[Location labeling records]

[BEGIN]

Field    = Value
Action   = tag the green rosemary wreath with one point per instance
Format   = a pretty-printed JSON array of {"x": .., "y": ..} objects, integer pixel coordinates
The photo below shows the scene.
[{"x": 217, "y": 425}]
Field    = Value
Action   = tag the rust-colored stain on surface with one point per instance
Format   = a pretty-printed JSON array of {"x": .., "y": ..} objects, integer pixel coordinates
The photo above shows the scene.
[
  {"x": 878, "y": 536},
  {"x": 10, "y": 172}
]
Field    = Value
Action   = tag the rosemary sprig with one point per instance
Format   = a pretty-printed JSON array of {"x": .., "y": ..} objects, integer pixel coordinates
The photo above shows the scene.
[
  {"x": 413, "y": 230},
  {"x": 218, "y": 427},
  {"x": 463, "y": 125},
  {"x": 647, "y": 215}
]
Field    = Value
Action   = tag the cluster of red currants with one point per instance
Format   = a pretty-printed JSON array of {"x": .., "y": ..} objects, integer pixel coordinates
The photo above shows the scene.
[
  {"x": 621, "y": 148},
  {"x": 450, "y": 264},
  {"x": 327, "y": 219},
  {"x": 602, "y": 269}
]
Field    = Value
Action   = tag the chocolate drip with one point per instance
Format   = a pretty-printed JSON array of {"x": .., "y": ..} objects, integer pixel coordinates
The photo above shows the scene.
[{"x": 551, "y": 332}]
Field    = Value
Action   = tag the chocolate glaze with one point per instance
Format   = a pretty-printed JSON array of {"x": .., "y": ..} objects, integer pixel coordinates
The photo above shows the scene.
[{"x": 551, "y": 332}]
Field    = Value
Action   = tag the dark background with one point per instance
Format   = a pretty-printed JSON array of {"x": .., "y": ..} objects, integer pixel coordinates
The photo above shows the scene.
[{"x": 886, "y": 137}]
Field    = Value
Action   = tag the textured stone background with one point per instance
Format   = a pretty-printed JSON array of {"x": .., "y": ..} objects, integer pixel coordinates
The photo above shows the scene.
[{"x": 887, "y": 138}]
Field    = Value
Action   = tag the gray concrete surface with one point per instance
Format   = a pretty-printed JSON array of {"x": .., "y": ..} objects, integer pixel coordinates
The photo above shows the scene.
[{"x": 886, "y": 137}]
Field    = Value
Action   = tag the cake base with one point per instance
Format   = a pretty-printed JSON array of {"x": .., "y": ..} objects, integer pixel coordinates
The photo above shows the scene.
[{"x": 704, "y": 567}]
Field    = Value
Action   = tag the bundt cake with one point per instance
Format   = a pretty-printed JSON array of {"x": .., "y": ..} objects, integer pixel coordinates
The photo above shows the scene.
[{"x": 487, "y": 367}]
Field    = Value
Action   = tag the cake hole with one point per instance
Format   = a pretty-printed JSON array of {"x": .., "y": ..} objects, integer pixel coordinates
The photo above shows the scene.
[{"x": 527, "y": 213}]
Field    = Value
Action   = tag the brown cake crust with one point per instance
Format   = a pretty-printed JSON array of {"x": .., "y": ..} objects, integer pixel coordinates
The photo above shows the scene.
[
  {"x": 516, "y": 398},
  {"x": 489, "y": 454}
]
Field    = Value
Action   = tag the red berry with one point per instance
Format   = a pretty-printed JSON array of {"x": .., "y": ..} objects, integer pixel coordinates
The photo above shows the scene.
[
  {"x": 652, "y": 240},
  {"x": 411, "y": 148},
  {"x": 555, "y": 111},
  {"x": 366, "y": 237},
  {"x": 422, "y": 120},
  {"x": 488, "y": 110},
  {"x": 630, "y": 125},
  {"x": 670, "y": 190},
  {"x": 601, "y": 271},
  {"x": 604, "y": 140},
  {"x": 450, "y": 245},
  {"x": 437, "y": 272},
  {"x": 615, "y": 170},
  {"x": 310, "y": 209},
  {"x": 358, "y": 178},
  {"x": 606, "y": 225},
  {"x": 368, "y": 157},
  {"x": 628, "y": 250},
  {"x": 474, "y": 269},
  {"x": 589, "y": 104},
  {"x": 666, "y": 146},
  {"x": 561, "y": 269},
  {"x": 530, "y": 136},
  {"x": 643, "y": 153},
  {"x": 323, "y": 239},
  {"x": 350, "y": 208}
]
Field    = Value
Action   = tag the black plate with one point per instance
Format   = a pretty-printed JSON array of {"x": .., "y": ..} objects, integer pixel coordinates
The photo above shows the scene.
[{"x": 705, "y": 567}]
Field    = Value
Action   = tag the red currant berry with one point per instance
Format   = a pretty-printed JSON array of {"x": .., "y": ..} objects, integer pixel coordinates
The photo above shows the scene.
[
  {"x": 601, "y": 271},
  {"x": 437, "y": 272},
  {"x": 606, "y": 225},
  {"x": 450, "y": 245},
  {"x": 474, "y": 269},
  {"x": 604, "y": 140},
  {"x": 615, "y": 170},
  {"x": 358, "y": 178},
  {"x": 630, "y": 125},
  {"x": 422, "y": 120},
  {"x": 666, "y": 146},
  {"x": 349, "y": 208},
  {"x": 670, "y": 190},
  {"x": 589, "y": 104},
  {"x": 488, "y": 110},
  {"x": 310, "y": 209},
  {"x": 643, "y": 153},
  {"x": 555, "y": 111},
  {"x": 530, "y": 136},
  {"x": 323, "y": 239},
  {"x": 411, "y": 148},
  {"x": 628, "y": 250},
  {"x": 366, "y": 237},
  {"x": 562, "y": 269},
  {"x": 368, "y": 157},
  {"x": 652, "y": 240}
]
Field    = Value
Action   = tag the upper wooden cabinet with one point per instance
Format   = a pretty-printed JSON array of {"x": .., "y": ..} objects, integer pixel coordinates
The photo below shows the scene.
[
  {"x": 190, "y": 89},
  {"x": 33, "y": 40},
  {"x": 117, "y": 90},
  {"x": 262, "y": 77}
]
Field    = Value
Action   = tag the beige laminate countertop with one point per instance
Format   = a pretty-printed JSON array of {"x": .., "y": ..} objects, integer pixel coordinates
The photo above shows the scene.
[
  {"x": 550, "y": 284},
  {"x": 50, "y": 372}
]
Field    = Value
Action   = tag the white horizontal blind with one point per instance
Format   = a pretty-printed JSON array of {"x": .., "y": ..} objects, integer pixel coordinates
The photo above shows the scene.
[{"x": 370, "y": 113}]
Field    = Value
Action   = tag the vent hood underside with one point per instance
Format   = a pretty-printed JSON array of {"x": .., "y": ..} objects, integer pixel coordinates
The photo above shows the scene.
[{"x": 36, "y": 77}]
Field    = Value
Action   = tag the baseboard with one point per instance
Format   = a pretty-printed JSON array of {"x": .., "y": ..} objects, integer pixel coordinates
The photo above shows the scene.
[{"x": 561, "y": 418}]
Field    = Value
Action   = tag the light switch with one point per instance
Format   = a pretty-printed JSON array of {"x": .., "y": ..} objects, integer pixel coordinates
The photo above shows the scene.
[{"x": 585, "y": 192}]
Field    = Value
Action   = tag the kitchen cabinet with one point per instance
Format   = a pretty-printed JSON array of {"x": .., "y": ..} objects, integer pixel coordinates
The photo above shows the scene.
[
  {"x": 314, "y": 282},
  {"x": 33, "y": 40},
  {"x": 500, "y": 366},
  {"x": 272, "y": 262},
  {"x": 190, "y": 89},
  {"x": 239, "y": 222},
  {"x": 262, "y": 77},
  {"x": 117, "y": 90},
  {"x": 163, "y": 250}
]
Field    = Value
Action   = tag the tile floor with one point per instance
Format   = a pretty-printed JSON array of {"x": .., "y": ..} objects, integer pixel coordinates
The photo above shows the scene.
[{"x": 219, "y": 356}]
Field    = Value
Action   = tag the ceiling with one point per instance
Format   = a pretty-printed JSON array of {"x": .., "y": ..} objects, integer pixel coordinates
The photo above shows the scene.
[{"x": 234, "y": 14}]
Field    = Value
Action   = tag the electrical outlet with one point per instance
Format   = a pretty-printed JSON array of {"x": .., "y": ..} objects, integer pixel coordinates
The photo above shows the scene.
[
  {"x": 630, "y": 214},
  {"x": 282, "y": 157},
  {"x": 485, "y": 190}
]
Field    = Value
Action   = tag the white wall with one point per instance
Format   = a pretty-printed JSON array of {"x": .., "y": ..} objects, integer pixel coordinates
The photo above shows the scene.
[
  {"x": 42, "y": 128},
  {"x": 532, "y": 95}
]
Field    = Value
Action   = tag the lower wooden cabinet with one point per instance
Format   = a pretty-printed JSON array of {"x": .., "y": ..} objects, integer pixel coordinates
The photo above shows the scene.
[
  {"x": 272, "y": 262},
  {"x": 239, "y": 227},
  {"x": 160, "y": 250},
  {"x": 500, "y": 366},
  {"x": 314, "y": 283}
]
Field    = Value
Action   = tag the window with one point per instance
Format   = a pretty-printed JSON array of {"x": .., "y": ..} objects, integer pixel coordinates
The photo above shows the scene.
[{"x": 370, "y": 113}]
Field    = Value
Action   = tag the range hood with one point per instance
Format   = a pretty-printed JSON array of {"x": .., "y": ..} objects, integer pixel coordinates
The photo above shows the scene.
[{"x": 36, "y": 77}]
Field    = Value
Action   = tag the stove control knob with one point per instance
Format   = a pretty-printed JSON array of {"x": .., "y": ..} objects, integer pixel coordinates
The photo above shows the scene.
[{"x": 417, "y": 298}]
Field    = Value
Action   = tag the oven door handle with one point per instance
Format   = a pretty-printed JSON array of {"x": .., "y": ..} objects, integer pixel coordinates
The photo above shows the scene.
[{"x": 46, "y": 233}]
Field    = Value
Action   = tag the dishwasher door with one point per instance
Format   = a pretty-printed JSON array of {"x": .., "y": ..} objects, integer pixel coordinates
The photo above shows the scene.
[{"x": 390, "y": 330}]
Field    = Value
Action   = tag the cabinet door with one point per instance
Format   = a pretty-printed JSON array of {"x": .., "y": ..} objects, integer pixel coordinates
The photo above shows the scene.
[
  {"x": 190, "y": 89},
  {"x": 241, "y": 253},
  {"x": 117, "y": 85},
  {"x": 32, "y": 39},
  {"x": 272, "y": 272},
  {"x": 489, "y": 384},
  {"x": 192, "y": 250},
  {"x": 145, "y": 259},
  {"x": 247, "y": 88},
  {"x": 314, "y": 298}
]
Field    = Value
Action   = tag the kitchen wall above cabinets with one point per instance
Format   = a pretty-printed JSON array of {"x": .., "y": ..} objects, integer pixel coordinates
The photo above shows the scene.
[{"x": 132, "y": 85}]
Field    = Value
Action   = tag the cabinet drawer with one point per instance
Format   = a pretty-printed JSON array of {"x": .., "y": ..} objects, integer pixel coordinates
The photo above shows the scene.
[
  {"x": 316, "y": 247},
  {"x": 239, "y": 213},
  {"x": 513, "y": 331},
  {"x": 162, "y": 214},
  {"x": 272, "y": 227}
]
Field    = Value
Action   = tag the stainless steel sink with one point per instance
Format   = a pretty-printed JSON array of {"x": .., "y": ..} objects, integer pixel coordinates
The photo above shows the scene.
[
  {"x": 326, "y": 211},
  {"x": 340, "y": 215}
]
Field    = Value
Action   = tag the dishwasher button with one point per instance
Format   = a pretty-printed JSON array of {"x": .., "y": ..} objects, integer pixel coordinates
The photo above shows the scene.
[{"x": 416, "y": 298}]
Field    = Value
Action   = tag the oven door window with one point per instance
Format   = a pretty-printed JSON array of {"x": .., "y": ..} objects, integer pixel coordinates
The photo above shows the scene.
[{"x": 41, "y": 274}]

[END]

## REQUIREMENT
Gather every line of the records that contains the word "chocolate", matching case exactly. Copy each such line unchanged.

## EXERCISE OUTPUT
Action   = tag the chocolate drip with one point per instance
Action   = tag the chocolate glaze with one point per instance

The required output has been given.